Goal of the exercise: Starting with the line that contains "Annotate each instance of the black athletic" and going on through the end of the records, give those lines as a JSON list of strings, one string per line, with blank lines left out.

───── Dataset records ─────

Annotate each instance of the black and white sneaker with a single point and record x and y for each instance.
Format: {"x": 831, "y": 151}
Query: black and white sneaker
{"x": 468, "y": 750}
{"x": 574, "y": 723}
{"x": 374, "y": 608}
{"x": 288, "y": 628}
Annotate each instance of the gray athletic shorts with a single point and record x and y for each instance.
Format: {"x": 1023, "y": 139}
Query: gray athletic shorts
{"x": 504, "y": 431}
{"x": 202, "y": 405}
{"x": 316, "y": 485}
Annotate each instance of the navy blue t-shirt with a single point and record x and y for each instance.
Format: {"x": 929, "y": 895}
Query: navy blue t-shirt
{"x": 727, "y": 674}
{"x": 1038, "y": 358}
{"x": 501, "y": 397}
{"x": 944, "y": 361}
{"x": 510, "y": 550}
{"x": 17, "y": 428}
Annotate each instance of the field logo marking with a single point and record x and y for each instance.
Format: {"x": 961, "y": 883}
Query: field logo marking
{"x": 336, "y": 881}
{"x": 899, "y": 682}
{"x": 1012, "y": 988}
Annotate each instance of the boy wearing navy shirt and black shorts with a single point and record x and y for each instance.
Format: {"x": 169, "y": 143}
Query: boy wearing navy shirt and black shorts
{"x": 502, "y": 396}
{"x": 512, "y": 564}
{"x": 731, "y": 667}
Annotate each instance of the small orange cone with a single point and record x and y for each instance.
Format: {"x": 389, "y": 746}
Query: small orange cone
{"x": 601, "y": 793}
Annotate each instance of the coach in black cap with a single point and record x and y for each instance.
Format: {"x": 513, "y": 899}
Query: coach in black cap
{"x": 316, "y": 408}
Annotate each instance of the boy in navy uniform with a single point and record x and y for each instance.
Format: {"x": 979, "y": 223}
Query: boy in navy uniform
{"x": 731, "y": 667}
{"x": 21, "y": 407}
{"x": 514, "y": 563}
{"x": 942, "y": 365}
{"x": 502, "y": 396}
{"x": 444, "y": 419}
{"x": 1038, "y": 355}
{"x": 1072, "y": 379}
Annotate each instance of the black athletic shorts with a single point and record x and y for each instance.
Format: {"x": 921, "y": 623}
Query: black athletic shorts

─────

Output of the task:
[
  "Annotate each instance of the black athletic shorts with a single point and record x and y for each instance.",
  "Format: {\"x\": 921, \"y\": 623}",
  "Query: black athletic shorts"
]